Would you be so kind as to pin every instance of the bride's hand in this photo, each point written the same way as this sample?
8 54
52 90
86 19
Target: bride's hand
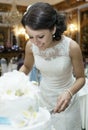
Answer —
62 102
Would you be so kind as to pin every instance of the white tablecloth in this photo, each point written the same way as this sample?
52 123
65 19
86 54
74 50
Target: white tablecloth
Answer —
83 97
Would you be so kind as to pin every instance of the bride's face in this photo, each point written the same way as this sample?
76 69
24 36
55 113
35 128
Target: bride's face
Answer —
41 38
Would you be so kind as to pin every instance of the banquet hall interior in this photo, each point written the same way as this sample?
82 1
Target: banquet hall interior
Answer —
13 37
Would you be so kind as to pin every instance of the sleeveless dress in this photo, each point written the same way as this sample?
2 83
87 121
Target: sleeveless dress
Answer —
57 76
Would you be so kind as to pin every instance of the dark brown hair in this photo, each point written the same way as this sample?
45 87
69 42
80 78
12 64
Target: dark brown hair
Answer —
43 16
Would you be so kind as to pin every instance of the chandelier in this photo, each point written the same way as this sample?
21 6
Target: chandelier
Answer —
14 16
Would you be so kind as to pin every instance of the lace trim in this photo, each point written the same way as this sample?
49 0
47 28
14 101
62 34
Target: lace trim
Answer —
54 52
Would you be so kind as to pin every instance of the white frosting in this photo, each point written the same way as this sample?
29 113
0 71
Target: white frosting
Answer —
19 104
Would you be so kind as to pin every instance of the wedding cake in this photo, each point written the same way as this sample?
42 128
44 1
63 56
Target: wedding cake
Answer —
19 107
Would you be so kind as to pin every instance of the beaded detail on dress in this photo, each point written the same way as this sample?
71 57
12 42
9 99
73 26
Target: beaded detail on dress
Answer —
54 52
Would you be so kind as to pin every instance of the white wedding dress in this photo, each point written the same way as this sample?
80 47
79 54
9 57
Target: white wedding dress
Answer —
57 76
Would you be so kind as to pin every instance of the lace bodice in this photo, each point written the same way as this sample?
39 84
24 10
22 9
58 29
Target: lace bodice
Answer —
60 49
57 75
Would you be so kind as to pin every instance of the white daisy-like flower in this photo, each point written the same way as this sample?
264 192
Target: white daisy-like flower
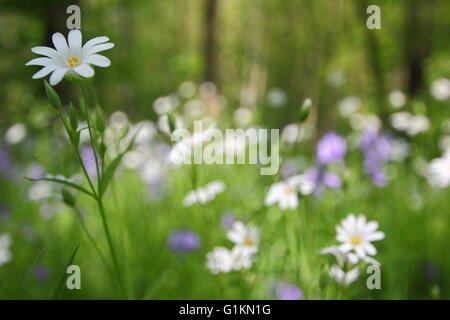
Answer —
409 123
347 258
357 234
204 194
183 150
5 253
438 171
246 236
285 192
343 277
222 259
70 57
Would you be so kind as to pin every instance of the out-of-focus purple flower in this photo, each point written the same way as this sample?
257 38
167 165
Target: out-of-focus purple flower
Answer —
227 219
376 148
87 154
35 171
320 177
287 291
332 147
41 273
289 168
183 240
5 161
5 213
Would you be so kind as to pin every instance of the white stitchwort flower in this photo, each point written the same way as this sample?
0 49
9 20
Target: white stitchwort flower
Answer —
438 171
246 236
222 259
357 234
70 57
5 253
204 194
285 192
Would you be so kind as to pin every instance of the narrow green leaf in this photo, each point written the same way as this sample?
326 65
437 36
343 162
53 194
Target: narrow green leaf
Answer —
52 96
305 110
58 289
73 118
111 169
66 183
30 271
100 119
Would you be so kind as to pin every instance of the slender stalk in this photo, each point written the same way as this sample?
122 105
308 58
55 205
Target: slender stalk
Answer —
111 245
99 173
77 152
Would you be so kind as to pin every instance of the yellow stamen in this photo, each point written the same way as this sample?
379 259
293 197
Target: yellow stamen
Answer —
289 189
73 62
355 240
248 242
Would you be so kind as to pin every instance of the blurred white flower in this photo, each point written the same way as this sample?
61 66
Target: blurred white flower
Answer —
285 192
187 90
409 123
242 117
183 149
444 143
356 234
70 57
343 277
5 253
164 105
16 133
276 98
399 149
222 259
246 236
397 99
349 105
204 194
440 89
361 121
438 171
291 133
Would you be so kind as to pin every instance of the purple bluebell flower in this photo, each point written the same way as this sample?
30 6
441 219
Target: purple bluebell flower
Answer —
289 168
41 273
376 149
320 177
87 154
5 161
227 219
5 213
331 148
183 241
287 291
35 171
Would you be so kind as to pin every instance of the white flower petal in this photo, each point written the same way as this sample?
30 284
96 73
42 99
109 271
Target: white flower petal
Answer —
84 70
39 62
375 236
75 39
44 71
59 42
100 47
45 51
88 45
98 60
57 76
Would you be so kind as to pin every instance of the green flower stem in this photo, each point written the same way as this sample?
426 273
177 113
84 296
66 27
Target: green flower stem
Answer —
77 152
99 173
99 200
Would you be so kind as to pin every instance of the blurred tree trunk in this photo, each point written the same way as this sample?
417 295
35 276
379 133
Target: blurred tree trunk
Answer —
374 59
210 49
419 25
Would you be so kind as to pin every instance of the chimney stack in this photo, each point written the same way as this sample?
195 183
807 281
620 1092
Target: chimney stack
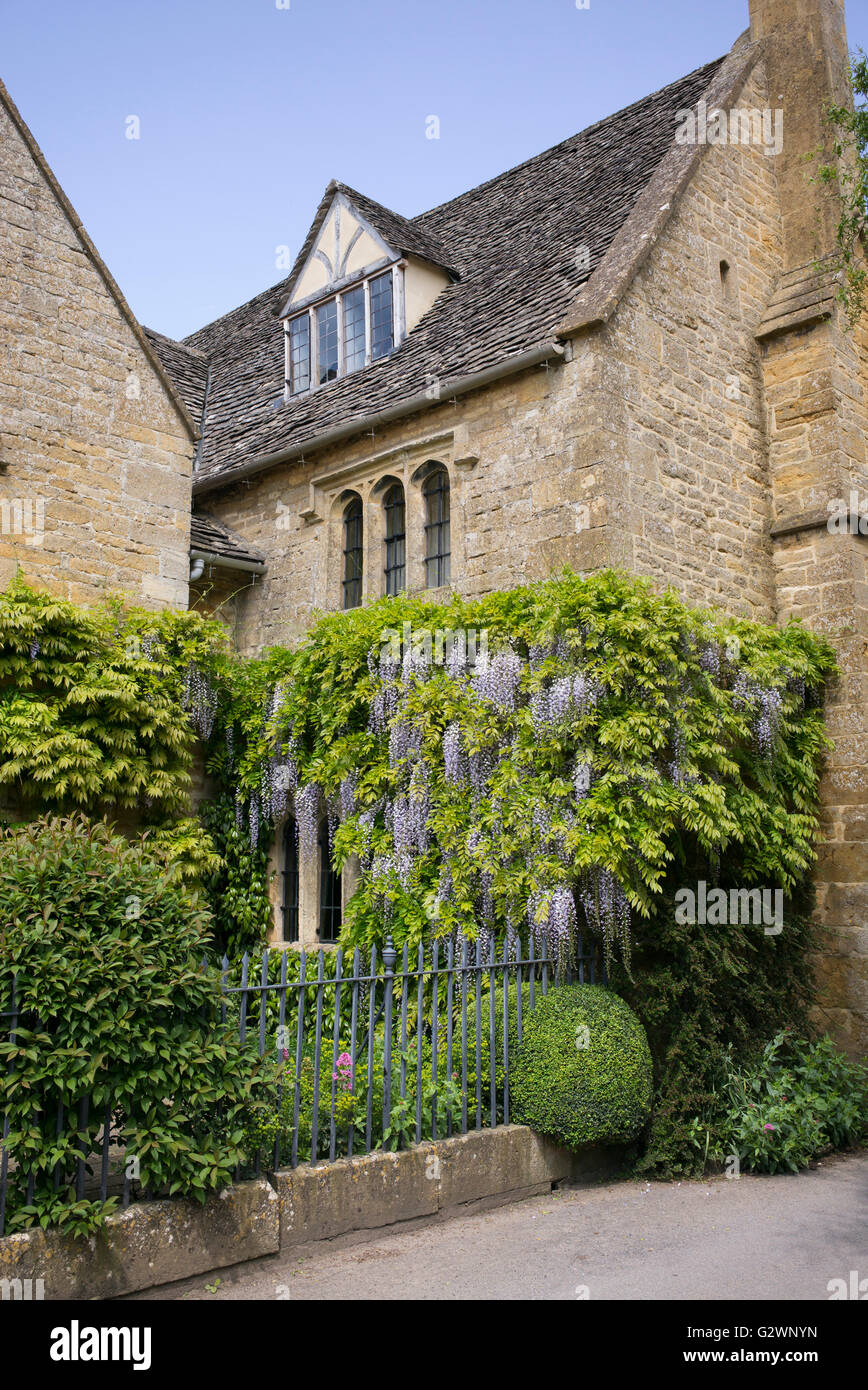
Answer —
808 70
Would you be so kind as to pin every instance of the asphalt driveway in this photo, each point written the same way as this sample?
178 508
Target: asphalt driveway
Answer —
746 1239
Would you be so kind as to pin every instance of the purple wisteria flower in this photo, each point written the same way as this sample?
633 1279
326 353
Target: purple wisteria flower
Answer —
199 699
348 795
551 916
710 658
607 908
405 741
253 820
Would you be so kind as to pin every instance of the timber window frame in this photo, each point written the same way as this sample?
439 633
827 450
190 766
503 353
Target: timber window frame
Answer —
331 891
436 492
344 332
394 510
354 552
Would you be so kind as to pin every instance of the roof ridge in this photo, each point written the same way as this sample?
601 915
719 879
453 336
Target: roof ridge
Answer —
568 139
174 342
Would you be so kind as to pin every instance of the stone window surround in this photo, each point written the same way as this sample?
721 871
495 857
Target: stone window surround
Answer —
309 887
369 478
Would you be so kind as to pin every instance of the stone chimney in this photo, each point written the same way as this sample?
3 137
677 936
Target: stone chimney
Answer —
808 68
815 382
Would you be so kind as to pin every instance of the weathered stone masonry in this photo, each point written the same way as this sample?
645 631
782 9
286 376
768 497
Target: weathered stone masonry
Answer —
95 448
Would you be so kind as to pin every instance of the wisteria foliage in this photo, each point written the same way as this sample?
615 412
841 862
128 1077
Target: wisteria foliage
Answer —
552 780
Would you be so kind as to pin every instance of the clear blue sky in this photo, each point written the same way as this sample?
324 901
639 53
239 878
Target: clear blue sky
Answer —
246 110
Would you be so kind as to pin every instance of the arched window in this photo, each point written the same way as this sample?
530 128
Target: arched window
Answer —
436 491
330 891
290 902
352 553
395 540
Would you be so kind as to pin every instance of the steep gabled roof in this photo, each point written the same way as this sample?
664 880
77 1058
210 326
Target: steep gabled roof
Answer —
187 367
402 235
217 542
523 246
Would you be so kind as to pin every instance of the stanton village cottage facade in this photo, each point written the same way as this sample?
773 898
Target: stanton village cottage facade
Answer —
626 350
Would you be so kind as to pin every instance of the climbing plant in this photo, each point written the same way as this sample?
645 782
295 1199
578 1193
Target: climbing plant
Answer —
845 175
597 738
100 708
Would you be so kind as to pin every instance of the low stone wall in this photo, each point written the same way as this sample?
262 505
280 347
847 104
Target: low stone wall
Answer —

....................

- [What to work on] Make a verbatim copy of all the entries and strip out the pictures.

- [Exercise answer]
Would you be so kind as to pin every instance of the bride's hand in this photo, each point written the same way as this sample?
8 54
52 90
86 19
Target: bride's hand
Answer —
62 102
Would you be so kind as to pin every instance of the white tablecloth in this photo, each point written the same way as this sample?
52 123
65 19
86 54
74 50
Target: white tablecloth
Answer —
83 97
Would you be so kind as to pin every instance of the bride's face in this photo, each point written the same way as this sample?
76 69
24 36
55 113
35 128
Target: bride's face
Answer —
41 38
Would you be so kind as to pin every instance of the banquet hall interior in this photo, each point written the same way as this sample?
82 1
Target: banquet hall interior
Answer —
13 37
Would you be so kind as to pin every instance of the sleeveless dress in this photo, each point written the same way as this sample?
2 83
87 121
Target: sleeveless dress
Answer —
57 76
Would you be so kind as to pin every instance of the dark brown hair in this photo, each point written the same way as this sample?
45 87
69 42
80 78
12 64
Target: dark brown hair
Answer —
43 16
Would you be so kind as to pin every instance of the chandelier in this photo, each point written the same way as this sample?
21 6
Target: chandelier
Answer —
14 16
Would you be so kind as to pin every instance of the lace trim in this photo, each point written the same way as this sample?
49 0
47 28
14 101
62 34
Target: lace trim
Answer —
54 52
Would you be so kind as to pin every instance of the white frosting in this photo, each point written the same way as this sample?
29 113
0 71
Target: white frosting
Answer —
19 104
Would you be so kind as to pin every instance of the wedding cake in this photo, each point written the same way as this sample?
42 128
44 1
63 56
Target: wedding cake
Answer —
19 107
Would you be so kind as to pin every instance of the beaded detail on dress in this photo, each point written the same way as this sample?
71 57
12 42
9 99
73 26
Target: beaded detail on dress
Answer —
54 52
Would you be so kind as to pin every instance of the white wedding dress in this photo, each point written the same way as this sample?
80 47
79 54
9 57
Target: white wedding dress
Answer —
57 76
Would you be so kind as to pin every instance of the lace bodice in this photo, each point written the same way as this sample?
39 84
24 10
22 9
58 29
Target: lace bodice
Answer —
60 49
57 75
Would you be so kind as to pin every instance of the white daisy-like flower in this photo, each point written the same way as this sample?
264 192
Target: white daisy-like flower
Answer —
409 123
347 258
357 234
204 194
183 150
5 253
438 171
246 236
285 192
343 277
222 259
70 57
Would you be so kind as to pin every instance of the out-of-focus purple flower in this photo, each point written the same way as this sample?
257 38
167 165
Target: out-of-focus purple flower
Answer —
227 219
376 148
87 154
35 171
320 177
287 291
332 147
41 273
289 168
183 240
5 161
5 213
Would you be so kind as to pin every instance of the white stitchwort flower in this photo, each point written the same way as this sample?
0 49
9 20
Target: white stitchwort flower
Answer —
438 171
246 236
222 259
357 234
70 57
5 253
204 194
285 192
Would you be so kind as to pin every instance of the narrow green leaf in this photo, each point written the same way as this sample?
326 65
437 36
343 162
53 194
Target: narrow green leaf
Answer —
52 96
305 110
58 289
73 118
111 169
66 183
30 271
100 119
Would you be so kind as to pin every instance of the slender stalk in this photo, each point written the same way as this sample?
122 105
308 58
55 205
Target: slender stalk
Answer —
111 245
99 173
77 152
Would you be so kind as to pin every instance of the yellow stamen in this photo, each point written the same way as this sample?
379 259
293 197
Target: yellow stamen
Answer —
289 189
73 62
355 240
248 242
Would you be so kind as to pin every instance of the blurred white flower in this photo, each point written the same way as this sample?
61 66
Target: blurred white flower
Answer —
285 192
187 90
409 123
242 117
183 149
444 143
356 234
70 57
343 277
5 253
164 105
16 133
276 98
399 149
222 259
246 236
397 99
349 105
204 194
440 89
361 121
438 171
291 133
Would you be so kind as to pin every instance of the purple bluebell flower in this photo, each point written the same way as this sample?
30 6
441 219
Target: purple bluebell flower
Answer —
289 168
41 273
376 149
320 177
87 154
5 161
227 219
5 213
331 148
183 241
287 291
35 171
Would you be so kind as to pin every instance of the white flower petal in this photo, each point written the same way as this sample?
30 284
96 73
42 99
109 271
Target: white flower petal
Answer —
84 70
39 62
375 236
75 39
44 71
59 42
100 47
45 51
88 45
98 60
57 76
Would you be so kind as to pin every instance of the green flower stem in this photo, each point written the same way as this sample?
426 273
177 113
84 296
66 27
Target: green flower stem
Answer —
77 152
99 173
99 200
Would you be so kind as to pin every instance of the blurred tree trunk in this photo, each point written the same way as this sample?
417 295
35 276
379 133
Target: blurred tree trunk
Answer —
374 59
210 49
419 25
Would you be so kind as to pin every instance of the chimney stack in this photo, each point written the same way as this sample?
195 183
807 281
620 1092
Target: chimney stack
Answer —
808 70
Would you be so kind as to pin every instance of the asphalt driveway in this photo, each point written the same way as this sample?
178 508
Target: asphalt driveway
Answer —
746 1239
Would you be so kind as to pin every instance of the purple wisteria flower in this photo, each point written the same way as this sample?
633 1279
326 353
Target: purple wisteria flower
Answer —
199 699
348 795
551 916
710 658
607 908
405 741
253 820
Would you be so kind as to pin every instance of the timber window frame in this photo, each point written the same way as this sample?
439 633
827 450
190 766
503 353
Target: timber window frame
Answer —
331 891
436 492
344 332
394 510
354 552
Would you be so kind as to pin every instance of the roof ridge in this photo, each point written the same way as this sample?
601 915
719 879
453 336
Target: roof ridge
Answer —
568 139
174 342
Would you be so kind as to pin every instance of the stone window surround in this photo, each point written the same way as this sample?
721 871
495 857
Target: stone window surround
Answer —
309 887
369 478
Would you be so kind as to pin every instance of the stone chimney in this photo, each point written the same way as this sample?
3 137
677 936
Target: stone chimney
Answer —
808 68
815 382
Would you be so kind as to pin every instance of the weathered stone masonry in this photo, each point written the same way as this sample?
645 631
782 9
286 376
768 497
Target: weathered stone masonry
Answer —
95 448
Would you be so kind as to pin every instance of the wisteria foliage in this photo, each point written the same way as this sample?
615 412
841 862
128 1077
Target: wisteria foliage
Answer —
552 780
Would you be so kind as to pin every instance of the clear blue sky in this photo, each point written the same way as this sample?
324 901
639 53
239 878
Target: clear blue sky
Answer —
246 110
Would you be so kind as to pin every instance of the arched window in this photo, each point written the same way as this sample?
530 128
Target: arched window
Answer —
436 491
330 891
290 902
352 553
395 540
Would you be so kind as to pin every instance of the steep gabled roof in this photo, each point written the same way as this sample?
664 880
77 1058
210 326
Target: steep gabled roof
Answer —
187 367
402 235
217 542
523 246
Would you be so kind as to pin every instance of the stanton village cottage facade in this photo, each point written the same way as this sample?
773 898
Target: stanton village cottage facade
Answer —
626 350
Would you be so kind as to pin every instance of the climbing plant in this photo, each point written the same way as this sample?
645 782
295 1199
578 1193
Target: climbing plant
Answer —
845 175
597 738
100 708
Would you be so kind as to pin every instance of the low stone wall in this photo, each point written the same way as this sample?
262 505
280 347
847 104
Target: low stone wall
Answer —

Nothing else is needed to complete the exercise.